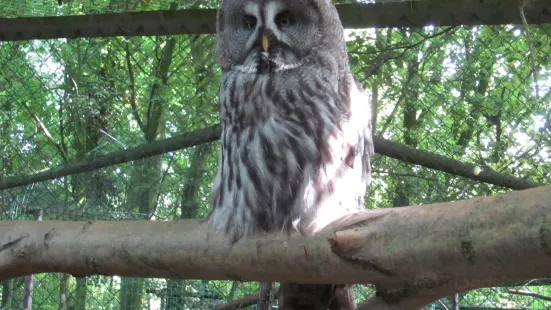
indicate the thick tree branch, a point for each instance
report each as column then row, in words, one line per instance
column 209, row 134
column 413, row 255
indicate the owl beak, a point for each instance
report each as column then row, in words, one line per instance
column 265, row 42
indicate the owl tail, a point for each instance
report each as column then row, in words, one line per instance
column 294, row 296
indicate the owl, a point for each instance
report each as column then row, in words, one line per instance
column 296, row 132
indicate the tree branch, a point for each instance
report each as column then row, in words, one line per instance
column 209, row 134
column 413, row 255
column 528, row 293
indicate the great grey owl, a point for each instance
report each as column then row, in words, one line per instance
column 296, row 132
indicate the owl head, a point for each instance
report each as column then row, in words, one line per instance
column 264, row 36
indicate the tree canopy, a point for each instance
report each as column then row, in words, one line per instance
column 476, row 94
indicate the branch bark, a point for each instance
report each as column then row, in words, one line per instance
column 413, row 255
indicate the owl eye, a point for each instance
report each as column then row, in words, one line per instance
column 250, row 22
column 284, row 19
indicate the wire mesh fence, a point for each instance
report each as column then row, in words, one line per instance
column 475, row 94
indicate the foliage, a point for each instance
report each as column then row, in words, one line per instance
column 467, row 93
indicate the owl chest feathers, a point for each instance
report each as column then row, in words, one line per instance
column 290, row 156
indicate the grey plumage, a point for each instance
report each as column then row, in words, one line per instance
column 296, row 132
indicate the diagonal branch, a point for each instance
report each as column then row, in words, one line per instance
column 413, row 255
column 385, row 147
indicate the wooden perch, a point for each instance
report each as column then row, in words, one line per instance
column 413, row 255
column 385, row 147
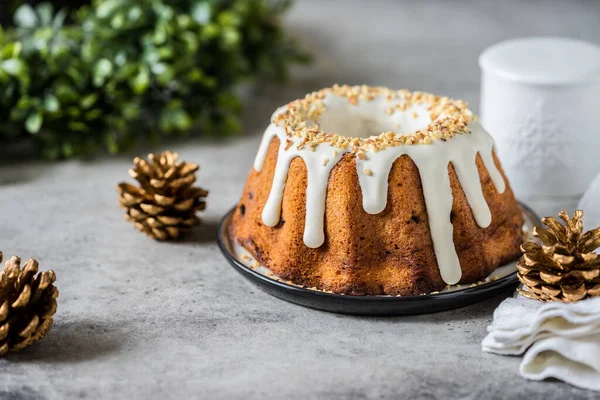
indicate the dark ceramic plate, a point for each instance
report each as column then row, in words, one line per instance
column 455, row 297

WHAT YOU NEED TO DO >>
Reproduce the lines above verbatim, starting with the line that contains "indicate the foliage, a" and continuing through the end of the lines. Leave the pictures out of your answer.

TASK RESULT >>
indicate the foliage, a point for each instance
report each as column then row, in words, one line per instance
column 467, row 93
indicate the owl chest feathers, a point for each instance
report each as column then row, in words, one line per instance
column 290, row 156
indicate the grey plumage, a point for each instance
report each as column then row, in words, one line per instance
column 296, row 132
indicate the diagonal branch, a point for each instance
report each as column then row, in words, one line per instance
column 413, row 255
column 385, row 147
indicate the wooden perch, a point for each instance
report each as column then row, in words, one line per instance
column 413, row 255
column 385, row 147
indicate the dark ceramic plate, a point for each instance
report each as column then row, in words, one line per instance
column 455, row 297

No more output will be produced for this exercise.